**TEXTAUSZUG:**

Weiße Hosen aus Athen (4)
: „Einfach Spaß gehabt“

■ Wie Busemann senior sich um eine Medaille für den Junior bemühte

Er kritzelte noch schnell ein paar Zahlen, dann blickte Franz Josef Busemann von seinen Notizen hoch. „Stefan, du Kampfziege“, rief er dann durch die Mixed Zone, an deren anderem Ende die deutsche Zehnkampfziege Schmid keuchte, aber erfreut nickte. Idiom, laut, aber freundlich. Ja, dieses „German Zehnkampfteam“, sagt Konkurrent Michael Smith (29), sei schon „großartig“. Toller Teamspirit. Das zahlt sich aus. Der Kanadier muß es wissen, er ist seit einem Jahrzehnt im Geschäft. Die deutschen Leistungen, sagt er, beruhten auf einem „guten Teamkonzept“. Das Teamkonzept besteht darin, daß der Bundestrainer Klaus Marek akzeptiert, daß der jeweilige Heimtrainer auch vor Ort das Sagen hat, man aber dennoch gut, zusammen und auf Tuchfühlung arbeitet.

Frank Busemanns Heimtrainer heißt Franz Josef (“Vatter“) Busemann und ist selbst ehemaliger Zehnkämpfer. Er hat den Athleten nicht bloß gezeugt, auch gemacht und an die Spitze geführt. Wie er aber so in der Mixed Zone steht, mit kurzen Hosen und gerötetem Kopf, sieht er eher aus wie ein Hauptschullehrer aus Recklinghausen. Er ist aber keiner. Er ist ein Halbtags-Hauptschullehrer aus Recklinghausen. Seit einer Woche offiziell beim Sohn angestellt. Auch halbtags. Der Job ist hart. „Komm' nicht ran“, sagte er nach einen gescheiterten Versuch in der Mixed Zone, „die Presse steht da um ihn rum.“ Egal, ein kurzer Blickkontakt genügte eh, um dem Sohn zu bedeuten, was zu bedeuten war.

**SCHRIFTLICHE AUFGABE 1:**
Beantworte anhand des Textauszugs:
(a) Wie alt ist Michael Smith?
(b) Wie heißt der Bundestrainer?
(c) Aus welcher Stadt kommt der Halbtags-Hauptschullehrer Franz Josef Busemann?
**SCHRIFTLICHE AUFGABE 2:**
Schreibe aus dem Textauszug die Stelle ab, die bei „Weiße Hosen aus“ beginnt und bei „auf Tuchfühlung arbeitet.“ endet.
Die anschließenden Zeilen haben mit dem Textauszug nichts zu tun.

**EXTRAHIERTE INFORMATIONEN:**
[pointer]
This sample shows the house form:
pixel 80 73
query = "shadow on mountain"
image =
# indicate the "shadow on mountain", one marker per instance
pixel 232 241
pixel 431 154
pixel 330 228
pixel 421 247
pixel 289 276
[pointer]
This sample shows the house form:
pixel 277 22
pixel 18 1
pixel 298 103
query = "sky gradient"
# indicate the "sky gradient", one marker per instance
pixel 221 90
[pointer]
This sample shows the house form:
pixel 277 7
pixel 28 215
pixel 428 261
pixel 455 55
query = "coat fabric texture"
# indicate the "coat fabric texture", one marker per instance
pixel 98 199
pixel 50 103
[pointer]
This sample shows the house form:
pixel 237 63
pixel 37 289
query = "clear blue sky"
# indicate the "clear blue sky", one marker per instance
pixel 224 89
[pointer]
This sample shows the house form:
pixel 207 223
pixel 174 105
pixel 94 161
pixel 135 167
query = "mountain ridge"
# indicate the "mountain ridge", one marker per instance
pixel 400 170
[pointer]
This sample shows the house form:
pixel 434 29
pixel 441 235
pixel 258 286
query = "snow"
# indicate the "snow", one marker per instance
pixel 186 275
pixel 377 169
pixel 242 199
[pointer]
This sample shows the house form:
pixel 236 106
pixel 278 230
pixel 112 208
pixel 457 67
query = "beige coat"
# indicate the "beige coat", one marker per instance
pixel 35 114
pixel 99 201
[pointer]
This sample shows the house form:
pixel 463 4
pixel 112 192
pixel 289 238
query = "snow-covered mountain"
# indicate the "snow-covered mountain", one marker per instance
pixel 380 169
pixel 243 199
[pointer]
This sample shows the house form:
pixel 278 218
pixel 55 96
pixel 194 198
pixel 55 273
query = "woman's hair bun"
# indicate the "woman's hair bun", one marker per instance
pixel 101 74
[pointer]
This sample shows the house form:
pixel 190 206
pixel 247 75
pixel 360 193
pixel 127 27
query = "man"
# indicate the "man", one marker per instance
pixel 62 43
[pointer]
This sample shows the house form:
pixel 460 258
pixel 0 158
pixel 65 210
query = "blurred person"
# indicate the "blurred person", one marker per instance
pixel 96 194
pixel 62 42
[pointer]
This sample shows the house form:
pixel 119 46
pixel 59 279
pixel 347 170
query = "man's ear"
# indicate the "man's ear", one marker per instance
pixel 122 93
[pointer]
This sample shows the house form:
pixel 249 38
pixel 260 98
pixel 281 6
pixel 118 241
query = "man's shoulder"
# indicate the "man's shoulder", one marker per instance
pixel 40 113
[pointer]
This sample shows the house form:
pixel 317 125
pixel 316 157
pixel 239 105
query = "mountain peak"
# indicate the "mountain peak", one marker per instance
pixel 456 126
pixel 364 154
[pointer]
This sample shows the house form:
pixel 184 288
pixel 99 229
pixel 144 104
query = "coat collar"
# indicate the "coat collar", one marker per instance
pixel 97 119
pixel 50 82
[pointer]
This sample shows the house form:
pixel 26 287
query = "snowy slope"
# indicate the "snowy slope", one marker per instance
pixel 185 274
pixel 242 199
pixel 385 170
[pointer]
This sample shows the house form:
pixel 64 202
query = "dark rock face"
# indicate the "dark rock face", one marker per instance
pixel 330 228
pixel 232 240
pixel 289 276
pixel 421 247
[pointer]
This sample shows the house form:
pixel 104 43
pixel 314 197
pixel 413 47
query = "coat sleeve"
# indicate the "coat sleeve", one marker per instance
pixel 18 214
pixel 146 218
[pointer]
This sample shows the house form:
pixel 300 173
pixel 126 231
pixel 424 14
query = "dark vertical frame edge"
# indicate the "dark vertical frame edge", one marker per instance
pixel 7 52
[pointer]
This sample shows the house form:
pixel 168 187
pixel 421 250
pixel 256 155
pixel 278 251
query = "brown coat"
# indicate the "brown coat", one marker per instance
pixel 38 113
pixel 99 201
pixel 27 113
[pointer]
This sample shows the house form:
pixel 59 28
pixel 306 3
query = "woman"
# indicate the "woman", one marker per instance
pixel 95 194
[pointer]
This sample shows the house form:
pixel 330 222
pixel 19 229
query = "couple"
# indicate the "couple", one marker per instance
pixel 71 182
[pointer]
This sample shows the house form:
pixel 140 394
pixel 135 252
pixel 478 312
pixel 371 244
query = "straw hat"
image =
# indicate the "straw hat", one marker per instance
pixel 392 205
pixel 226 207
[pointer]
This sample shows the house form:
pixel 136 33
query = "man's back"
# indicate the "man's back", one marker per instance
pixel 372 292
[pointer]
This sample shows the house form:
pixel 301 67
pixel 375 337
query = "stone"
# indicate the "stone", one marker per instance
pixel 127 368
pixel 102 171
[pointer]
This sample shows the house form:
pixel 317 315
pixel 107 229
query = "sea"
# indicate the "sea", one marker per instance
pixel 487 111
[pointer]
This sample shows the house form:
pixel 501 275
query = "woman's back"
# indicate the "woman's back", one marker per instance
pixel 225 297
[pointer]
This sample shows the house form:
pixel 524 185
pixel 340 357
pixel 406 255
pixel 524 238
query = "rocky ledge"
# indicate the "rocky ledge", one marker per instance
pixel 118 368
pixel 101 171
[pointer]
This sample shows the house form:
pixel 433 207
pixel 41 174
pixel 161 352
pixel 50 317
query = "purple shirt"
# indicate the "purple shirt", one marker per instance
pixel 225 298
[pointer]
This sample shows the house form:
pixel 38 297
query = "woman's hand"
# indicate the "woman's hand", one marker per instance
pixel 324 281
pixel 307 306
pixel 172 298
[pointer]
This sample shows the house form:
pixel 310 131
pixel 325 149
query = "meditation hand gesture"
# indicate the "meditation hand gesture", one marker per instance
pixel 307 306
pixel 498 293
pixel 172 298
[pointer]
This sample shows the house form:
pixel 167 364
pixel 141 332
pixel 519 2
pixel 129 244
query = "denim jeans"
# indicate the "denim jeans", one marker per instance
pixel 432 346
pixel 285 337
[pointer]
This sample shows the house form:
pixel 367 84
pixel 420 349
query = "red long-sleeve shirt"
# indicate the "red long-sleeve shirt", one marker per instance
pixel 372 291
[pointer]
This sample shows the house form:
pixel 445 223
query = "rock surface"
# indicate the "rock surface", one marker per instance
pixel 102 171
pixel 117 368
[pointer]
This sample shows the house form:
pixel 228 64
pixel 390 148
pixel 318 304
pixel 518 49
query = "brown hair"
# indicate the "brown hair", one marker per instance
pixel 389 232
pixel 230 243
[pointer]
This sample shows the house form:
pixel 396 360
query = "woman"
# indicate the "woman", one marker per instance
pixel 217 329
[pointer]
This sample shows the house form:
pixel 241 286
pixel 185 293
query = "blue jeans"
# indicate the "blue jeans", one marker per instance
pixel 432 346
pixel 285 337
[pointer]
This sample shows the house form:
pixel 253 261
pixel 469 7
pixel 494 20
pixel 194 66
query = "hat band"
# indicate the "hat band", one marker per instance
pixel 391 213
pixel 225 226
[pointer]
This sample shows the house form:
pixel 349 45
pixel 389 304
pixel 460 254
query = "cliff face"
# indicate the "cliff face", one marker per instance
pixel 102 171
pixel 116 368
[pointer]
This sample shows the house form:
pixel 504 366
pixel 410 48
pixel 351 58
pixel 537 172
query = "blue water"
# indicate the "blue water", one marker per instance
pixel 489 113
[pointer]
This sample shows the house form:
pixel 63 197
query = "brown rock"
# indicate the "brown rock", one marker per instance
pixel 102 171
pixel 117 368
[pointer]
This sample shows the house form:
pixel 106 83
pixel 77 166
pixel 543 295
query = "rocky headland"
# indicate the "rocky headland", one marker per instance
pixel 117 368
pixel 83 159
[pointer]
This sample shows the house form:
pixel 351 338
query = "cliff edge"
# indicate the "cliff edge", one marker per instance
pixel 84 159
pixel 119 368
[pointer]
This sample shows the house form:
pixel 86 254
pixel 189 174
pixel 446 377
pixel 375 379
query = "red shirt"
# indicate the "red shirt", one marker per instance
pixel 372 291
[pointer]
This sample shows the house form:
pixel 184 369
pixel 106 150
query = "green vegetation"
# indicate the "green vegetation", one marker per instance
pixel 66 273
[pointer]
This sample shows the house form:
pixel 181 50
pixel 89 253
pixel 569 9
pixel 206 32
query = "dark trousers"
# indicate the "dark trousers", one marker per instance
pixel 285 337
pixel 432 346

**ERWARTETE ANTWORT 1:**
(a) 29 Jahre
(b) Klaus Marek
(c) Aus Recklinghausen

**ERWARTETE ANTWORT 2:**
Weiße Hosen aus Athen (4)
: „Einfach Spaß gehabt“

■ Wie Busemann senior sich um eine Medaille für den Junior bemühte

Er kritzelte noch schnell ein paar Zahlen, dann blickte Franz Josef Busemann von seinen Notizen hoch. „Stefan, du Kampfziege“, rief er dann durch die Mixed Zone, an deren anderem Ende die deutsche Zehnkampfziege Schmid keuchte, aber erfreut nickte. Idiom, laut, aber freundlich. Ja, dieses „German Zehnkampfteam“, sagt Konkurrent Michael Smith (29), sei schon „großartig“. Toller Teamspirit. Das zahlt sich aus. Der Kanadier muß es wissen, er ist seit einem Jahrzehnt im Geschäft. Die deutschen Leistungen, sagt er, beruhten auf einem „guten Teamkonzept“. Das Teamkonzept besteht darin, daß der Bundestrainer Klaus Marek akzeptiert, daß der jeweilige Heimtrainer auch vor Ort das Sagen hat, man aber dennoch gut, zusammen und auf Tuchfühlung arbeitet.